■ **AIM**
In full and without deviation, write out the entries that follow.

____________

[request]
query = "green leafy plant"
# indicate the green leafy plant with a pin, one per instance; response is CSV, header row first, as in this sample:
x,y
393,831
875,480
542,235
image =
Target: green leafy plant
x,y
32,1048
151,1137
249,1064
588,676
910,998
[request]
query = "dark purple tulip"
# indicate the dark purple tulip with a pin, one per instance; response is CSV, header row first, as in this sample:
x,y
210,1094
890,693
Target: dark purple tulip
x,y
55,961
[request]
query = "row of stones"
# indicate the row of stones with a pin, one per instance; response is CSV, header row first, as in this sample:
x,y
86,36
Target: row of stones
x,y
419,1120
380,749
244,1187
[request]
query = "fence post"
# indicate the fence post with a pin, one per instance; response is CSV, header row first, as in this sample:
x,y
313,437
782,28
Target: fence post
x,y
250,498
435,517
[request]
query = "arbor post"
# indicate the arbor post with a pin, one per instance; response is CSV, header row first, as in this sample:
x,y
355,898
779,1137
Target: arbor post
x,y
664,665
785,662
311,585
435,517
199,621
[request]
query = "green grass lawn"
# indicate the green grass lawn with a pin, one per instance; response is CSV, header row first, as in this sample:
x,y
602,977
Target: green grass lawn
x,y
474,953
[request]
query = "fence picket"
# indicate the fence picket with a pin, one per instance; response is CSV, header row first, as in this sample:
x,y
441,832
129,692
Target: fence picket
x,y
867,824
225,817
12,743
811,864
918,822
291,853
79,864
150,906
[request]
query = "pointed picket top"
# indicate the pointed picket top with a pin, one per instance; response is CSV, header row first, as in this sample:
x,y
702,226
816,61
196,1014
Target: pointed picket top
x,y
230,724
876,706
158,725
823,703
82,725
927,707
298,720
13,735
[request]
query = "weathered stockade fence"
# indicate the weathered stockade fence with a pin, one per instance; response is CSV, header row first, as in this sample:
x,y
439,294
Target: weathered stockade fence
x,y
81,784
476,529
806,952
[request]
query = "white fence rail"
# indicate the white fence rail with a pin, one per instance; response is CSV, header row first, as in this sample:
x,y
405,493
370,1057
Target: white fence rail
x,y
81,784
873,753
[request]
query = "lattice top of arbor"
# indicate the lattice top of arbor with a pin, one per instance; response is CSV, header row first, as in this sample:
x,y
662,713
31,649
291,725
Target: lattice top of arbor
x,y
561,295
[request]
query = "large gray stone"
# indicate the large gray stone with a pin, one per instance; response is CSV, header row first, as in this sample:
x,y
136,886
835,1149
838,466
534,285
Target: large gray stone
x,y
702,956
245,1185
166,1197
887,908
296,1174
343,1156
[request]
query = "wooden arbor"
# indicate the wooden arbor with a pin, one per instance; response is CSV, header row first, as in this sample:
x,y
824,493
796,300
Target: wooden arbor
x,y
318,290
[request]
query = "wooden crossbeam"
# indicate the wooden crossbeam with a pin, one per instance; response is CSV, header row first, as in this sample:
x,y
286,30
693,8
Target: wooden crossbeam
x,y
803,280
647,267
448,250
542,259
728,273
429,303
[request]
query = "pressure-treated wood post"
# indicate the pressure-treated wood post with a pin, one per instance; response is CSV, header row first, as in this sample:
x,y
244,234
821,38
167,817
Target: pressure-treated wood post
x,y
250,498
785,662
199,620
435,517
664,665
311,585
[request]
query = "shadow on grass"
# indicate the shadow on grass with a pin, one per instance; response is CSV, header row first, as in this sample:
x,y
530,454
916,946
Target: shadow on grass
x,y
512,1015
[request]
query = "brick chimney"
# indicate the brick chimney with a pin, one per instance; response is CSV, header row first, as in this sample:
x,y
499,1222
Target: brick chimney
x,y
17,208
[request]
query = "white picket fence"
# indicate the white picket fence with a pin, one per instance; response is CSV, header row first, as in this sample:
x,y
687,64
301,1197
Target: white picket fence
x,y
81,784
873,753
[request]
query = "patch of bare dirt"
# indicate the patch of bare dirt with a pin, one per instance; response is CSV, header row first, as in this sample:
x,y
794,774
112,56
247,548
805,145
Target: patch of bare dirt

____________

■ **RESPONSE**
[request]
query = "green leafy plant"
# indicate the green leafy plant with a pin, one per instance; response is CSV, header row first, as in this sample:
x,y
393,831
875,480
542,235
image =
Target: green leafy plant
x,y
32,1048
151,1137
249,1064
588,676
910,998
[request]
query = "dark purple tulip"
# indicate the dark purple tulip with a pin, one per instance; response is CSV, header row first, as in this sample:
x,y
210,1094
890,693
Target: dark purple tulip
x,y
55,961
[request]
query = "row of stones"
# indicate the row of stones with a pin, one per instance; response is CSV, header row first, as in this sample:
x,y
86,36
Target: row of stones
x,y
419,1120
380,749
244,1187
[request]
query = "fence post"
# indicate the fence post with a pin, one per instance; response is CSV, header row first, as in this sample:
x,y
313,437
782,28
Target: fence post
x,y
250,498
435,517
[request]
query = "arbor post"
# indicate the arbor post with a pin, one per instance; response is CSV, header row first, as in this sample:
x,y
355,898
779,1137
Target: arbor post
x,y
664,665
785,662
311,585
435,517
199,621
[request]
query = "green grass lawn"
# indicate the green grass lawn with a pin, one per instance; response is CSV, header row first, as in this sample:
x,y
602,977
Target: green grass lawn
x,y
474,953
[request]
query = "fence picket"
# indicate the fence picket with a pin, one per instance; response is CSV, header row first, as in this sample:
x,y
441,832
129,692
Target: fence picket
x,y
867,824
225,817
12,743
811,864
918,822
291,853
79,864
150,906
[request]
query = "pointed picket top"
# indicate the pointed picket top with a pin, one per instance; response is CSV, header row first, as in this sample:
x,y
702,226
816,61
196,1014
Target: pointed picket top
x,y
230,724
876,706
158,725
823,703
82,725
927,707
298,720
13,735
[request]
query = "weathered stockade fence"
# indicate the weathered stockade fence with a pin, one per instance; response is CSV, header row first, as in this sample:
x,y
439,294
Target: weathered stockade fence
x,y
81,784
476,529
806,952
[request]
query = "white fence rail"
# indicate the white fence rail with a pin, one per instance; response is CSV, header row first, as in this sample:
x,y
405,493
370,1057
Target: white fence rail
x,y
81,784
873,753
[request]
query = "lattice top of arbor"
# indicate the lattice top of arbor with a pin, one per instance; response is CSV, header row first, as in this sample:
x,y
662,713
31,649
291,725
Target: lattice top of arbor
x,y
561,295
[request]
query = "large gray stone"
# indicate the large gray stone with a pin, one per instance; response is CSV, header row first, as in this sample:
x,y
136,886
835,1149
838,466
534,285
Target: large gray stone
x,y
702,956
245,1185
166,1197
887,908
296,1174
343,1156
[request]
query = "wooden arbor"
# indicate the wooden arbor with a pin, one per instance; response is CSV, header row first, as in this sample:
x,y
824,493
796,300
Target: wooden arbor
x,y
318,290
[request]
query = "wooden crossbeam"
# indicate the wooden crossbeam with a pin, one per instance; response is CSV, header row first, as in this sample:
x,y
286,30
693,8
Target: wooden crossbeam
x,y
803,280
647,267
448,250
542,259
728,273
429,303
[request]
query = "pressure-treated wood post"
# indicate the pressure-treated wood post with a pin, one per instance; response is CSV, header row first, as in this sample:
x,y
244,234
821,38
167,817
Target: pressure-treated wood post
x,y
250,498
785,662
199,620
435,517
664,665
311,585
[request]
query = "shadow on grass"
# indicate the shadow on grass with a pin, one per instance; response is CSV, header row first, as in this sample:
x,y
530,454
916,946
Target: shadow on grass
x,y
512,1015
[request]
query = "brick chimney"
# indicate the brick chimney with a pin, one per instance; response is CSV, header row first, as in this sample:
x,y
499,1222
Target: brick chimney
x,y
17,208
[request]
query = "white picket fence"
# indicate the white picket fence with a pin, one per instance; response is CSV, header row first, as in this sample:
x,y
687,64
301,1197
Target: white picket fence
x,y
81,784
873,753
[request]
query = "patch of bare dirt"
# indicate the patch of bare dirt with a pin, one per instance; response is CSV, header row first, as in this sample:
x,y
794,774
112,56
247,548
805,145
Target: patch of bare dirt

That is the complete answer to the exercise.